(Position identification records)
★ ★ ★ ★
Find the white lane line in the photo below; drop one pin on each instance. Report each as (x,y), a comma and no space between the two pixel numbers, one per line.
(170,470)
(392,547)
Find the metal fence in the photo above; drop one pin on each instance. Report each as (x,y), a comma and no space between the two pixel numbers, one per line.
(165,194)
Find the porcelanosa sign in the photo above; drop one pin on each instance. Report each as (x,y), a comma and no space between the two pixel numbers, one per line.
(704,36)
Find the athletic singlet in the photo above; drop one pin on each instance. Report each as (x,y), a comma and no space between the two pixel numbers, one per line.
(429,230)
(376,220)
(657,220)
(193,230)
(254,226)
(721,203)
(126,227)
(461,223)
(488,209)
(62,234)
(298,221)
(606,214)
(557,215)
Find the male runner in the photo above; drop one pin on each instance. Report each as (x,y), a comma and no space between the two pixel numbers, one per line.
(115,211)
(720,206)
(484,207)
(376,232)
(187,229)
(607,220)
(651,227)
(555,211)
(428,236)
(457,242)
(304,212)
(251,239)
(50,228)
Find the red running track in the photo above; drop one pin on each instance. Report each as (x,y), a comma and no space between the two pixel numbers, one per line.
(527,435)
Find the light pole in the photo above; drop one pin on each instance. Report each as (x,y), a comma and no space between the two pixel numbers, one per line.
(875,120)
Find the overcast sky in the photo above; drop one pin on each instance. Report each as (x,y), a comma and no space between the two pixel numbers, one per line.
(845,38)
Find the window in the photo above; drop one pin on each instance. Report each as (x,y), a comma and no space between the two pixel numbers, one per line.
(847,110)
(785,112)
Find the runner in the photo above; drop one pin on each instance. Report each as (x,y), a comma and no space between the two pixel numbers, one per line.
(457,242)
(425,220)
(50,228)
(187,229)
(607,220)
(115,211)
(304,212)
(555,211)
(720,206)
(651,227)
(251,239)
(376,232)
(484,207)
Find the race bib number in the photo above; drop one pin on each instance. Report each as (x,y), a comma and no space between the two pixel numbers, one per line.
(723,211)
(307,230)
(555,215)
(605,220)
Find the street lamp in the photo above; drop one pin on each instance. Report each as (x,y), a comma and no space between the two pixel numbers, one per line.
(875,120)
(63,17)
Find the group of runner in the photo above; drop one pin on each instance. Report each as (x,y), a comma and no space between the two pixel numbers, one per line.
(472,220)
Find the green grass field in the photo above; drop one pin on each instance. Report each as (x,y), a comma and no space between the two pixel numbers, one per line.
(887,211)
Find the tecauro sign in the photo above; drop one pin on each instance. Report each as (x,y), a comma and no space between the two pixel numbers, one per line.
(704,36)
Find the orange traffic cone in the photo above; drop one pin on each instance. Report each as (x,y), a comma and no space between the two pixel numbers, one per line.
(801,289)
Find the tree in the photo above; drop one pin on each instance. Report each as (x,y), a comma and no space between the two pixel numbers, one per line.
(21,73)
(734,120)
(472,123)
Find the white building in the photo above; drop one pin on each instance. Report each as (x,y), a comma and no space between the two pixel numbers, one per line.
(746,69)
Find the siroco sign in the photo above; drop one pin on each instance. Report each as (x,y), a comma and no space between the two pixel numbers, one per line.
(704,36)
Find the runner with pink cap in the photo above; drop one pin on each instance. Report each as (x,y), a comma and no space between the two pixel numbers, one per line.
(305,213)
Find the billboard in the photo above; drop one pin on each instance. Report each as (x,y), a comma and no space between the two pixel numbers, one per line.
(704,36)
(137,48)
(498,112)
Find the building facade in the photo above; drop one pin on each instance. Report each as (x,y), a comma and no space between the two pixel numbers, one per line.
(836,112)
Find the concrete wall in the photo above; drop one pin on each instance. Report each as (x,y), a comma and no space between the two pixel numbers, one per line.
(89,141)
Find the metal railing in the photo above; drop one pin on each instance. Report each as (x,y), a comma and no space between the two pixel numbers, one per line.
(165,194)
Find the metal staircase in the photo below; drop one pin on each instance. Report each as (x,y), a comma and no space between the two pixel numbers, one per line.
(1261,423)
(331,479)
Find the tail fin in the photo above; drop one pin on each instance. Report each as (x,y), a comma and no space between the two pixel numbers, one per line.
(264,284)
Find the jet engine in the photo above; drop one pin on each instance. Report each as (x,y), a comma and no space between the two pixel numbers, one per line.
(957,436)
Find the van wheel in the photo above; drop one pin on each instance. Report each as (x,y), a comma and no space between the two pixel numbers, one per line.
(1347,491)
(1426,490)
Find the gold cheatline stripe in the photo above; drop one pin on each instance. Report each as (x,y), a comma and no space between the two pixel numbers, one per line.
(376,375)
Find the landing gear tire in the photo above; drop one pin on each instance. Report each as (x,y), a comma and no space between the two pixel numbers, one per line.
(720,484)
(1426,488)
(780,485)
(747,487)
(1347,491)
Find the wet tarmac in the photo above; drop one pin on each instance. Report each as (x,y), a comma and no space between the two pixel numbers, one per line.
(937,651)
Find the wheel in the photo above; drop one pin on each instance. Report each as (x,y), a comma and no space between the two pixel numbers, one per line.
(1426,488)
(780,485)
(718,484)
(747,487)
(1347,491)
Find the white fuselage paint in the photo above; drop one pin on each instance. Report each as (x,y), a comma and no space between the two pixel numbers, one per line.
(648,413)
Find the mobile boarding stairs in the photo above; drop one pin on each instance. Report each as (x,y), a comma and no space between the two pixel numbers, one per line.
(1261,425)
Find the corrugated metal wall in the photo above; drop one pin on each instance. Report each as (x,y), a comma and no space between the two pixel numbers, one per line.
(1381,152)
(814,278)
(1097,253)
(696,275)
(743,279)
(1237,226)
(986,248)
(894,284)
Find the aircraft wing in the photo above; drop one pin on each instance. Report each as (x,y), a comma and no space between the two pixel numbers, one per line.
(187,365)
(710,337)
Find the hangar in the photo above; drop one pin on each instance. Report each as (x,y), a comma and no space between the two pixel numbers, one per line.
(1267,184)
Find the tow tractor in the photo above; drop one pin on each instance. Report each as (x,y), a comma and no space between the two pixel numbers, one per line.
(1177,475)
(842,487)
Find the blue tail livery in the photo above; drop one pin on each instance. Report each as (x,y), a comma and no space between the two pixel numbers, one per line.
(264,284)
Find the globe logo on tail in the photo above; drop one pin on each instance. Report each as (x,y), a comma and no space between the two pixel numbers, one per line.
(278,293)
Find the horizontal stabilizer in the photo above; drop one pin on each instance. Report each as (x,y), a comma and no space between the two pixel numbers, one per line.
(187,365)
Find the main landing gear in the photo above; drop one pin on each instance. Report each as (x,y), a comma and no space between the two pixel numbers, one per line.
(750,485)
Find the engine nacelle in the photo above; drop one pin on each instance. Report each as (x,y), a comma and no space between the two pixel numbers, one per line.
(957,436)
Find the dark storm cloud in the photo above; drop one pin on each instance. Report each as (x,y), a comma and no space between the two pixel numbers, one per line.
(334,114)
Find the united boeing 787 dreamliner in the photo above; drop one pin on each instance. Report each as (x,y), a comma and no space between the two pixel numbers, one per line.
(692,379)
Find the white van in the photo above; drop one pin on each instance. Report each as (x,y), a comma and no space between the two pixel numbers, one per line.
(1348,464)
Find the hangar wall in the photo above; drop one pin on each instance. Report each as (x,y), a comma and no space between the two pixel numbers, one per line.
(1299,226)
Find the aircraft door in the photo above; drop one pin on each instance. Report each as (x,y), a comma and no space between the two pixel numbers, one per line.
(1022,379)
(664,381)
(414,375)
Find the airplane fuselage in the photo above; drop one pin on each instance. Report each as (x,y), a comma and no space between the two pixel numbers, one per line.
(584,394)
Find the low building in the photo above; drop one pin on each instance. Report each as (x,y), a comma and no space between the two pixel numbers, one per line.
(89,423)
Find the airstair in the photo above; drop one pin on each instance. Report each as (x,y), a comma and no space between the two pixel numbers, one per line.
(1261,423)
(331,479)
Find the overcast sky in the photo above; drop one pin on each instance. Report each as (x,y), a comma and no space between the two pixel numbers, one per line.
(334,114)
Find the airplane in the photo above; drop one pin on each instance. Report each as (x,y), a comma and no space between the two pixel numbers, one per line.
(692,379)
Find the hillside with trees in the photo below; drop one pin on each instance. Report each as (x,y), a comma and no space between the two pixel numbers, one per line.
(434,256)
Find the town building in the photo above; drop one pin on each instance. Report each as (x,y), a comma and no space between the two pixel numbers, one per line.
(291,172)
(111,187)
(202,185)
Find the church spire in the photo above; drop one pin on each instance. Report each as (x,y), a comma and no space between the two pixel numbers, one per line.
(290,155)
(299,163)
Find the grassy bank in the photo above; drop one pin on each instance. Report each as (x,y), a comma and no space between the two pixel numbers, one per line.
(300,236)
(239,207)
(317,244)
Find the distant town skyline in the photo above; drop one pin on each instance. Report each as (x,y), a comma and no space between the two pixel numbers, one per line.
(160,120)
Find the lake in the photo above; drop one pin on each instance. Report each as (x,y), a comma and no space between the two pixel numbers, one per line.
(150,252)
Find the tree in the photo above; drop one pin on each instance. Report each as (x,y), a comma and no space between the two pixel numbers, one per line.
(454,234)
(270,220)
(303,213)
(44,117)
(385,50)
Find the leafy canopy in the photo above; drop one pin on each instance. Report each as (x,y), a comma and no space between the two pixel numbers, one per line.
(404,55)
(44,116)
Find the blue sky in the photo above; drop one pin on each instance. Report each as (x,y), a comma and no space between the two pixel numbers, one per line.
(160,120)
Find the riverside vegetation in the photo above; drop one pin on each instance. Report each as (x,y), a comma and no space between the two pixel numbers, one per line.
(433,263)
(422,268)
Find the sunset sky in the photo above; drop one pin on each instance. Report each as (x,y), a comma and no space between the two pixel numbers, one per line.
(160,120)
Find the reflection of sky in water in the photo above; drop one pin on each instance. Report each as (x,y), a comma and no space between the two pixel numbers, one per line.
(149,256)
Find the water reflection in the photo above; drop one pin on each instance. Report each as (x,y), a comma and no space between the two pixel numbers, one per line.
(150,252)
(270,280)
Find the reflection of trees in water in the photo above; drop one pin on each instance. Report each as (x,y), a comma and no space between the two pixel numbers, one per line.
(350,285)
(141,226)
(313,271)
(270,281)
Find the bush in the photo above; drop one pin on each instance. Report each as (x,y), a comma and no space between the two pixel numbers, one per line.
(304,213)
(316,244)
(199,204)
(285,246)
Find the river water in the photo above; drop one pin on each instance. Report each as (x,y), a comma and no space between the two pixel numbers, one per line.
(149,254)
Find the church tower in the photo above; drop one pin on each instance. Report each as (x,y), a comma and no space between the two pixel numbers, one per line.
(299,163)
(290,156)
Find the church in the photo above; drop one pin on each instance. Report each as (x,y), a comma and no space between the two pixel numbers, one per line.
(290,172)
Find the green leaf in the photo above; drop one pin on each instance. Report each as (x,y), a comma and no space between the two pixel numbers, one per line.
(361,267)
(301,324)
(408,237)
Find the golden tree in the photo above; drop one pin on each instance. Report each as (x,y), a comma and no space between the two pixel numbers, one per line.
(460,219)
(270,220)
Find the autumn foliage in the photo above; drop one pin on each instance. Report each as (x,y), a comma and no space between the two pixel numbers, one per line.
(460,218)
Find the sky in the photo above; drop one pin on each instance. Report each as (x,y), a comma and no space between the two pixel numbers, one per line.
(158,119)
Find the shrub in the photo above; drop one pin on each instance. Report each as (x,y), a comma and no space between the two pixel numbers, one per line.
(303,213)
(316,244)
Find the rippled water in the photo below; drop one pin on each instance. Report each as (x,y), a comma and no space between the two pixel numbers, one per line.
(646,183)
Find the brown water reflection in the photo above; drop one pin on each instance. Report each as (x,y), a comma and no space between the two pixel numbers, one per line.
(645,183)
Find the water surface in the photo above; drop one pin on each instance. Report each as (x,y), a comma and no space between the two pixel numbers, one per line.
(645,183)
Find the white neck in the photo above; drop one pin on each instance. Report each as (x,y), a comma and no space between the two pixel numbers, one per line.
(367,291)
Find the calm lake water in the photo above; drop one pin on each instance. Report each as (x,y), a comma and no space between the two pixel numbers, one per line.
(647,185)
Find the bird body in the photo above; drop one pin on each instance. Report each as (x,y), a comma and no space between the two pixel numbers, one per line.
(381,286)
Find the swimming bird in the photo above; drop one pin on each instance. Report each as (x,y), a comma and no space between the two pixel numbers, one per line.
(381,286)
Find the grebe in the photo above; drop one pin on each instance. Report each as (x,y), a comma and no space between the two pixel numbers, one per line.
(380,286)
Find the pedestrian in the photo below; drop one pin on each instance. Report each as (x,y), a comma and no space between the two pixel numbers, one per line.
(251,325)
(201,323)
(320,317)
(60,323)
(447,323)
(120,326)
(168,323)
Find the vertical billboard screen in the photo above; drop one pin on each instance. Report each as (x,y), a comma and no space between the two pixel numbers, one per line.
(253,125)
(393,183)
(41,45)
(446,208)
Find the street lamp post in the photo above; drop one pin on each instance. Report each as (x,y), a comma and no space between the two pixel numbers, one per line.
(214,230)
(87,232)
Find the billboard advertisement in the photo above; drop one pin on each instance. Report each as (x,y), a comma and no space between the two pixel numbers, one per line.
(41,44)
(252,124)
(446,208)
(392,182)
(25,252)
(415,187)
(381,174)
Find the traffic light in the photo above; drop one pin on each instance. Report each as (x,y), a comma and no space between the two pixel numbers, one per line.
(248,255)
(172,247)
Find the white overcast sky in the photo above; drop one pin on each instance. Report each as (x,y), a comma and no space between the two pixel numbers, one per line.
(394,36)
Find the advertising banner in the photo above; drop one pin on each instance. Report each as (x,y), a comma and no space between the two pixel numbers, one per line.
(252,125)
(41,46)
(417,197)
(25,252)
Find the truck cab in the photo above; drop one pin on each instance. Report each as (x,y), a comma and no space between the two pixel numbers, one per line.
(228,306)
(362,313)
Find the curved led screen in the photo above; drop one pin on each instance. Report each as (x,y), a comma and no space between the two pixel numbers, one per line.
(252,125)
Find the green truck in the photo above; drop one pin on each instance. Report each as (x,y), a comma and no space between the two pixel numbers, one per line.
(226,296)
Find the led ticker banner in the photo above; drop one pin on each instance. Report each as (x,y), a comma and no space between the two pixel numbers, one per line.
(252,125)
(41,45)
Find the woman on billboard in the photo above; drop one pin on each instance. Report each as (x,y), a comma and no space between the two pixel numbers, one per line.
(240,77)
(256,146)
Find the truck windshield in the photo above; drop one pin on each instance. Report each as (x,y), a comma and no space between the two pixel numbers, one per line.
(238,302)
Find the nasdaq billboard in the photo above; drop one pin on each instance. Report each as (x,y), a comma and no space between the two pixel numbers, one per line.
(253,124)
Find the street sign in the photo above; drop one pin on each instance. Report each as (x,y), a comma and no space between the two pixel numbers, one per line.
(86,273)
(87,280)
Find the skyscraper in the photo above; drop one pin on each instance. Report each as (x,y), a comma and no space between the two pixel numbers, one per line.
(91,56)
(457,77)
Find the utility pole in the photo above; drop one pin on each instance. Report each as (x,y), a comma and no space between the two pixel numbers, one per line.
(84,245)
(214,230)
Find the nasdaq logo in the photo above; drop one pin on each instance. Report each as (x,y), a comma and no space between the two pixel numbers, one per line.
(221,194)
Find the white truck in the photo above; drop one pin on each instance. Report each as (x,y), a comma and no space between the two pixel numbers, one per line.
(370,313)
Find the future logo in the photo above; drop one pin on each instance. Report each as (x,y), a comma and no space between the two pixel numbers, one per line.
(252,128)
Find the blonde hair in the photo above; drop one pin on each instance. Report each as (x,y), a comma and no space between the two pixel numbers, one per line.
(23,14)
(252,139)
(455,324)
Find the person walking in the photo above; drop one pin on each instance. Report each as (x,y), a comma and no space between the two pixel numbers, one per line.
★ ★ ★ ★
* **Stated exercise**:
Only the lines from the one that contains "Find the utility" to the end of the entries above should be given again, exactly and in full.

* **Reply to the exercise**:
Find the utility pole in the photo above; drop one pin on each instance. Report each as (x,y), a comma and no space between the two pixel numbers, one per line.
(84,245)
(214,230)
Find the nasdaq logo in the photo above; drop one pin on each instance. Report each as (x,y), a comma and no space between the two pixel numbers, one per line.
(221,194)
Find the white truck in the photo above; drop one pin on each instance. Report each as (x,y), a comma and no space between the two pixel numbers, one per line.
(370,313)
Find the future logo in the photo above; drop one pin on each instance. Report each as (x,y), a comma and no space between the two pixel numbers, one per line.
(252,128)
Find the blonde hair in the photo above; drop one pin on each instance. Report each as (x,y), a comma and no space between the two pixel numbers, one per line.
(23,14)
(252,139)
(455,324)
Find the person walking in the photo above; drop one pin on each instance. Report each as (x,y), a comma and no space between the two pixel numbers, one per line.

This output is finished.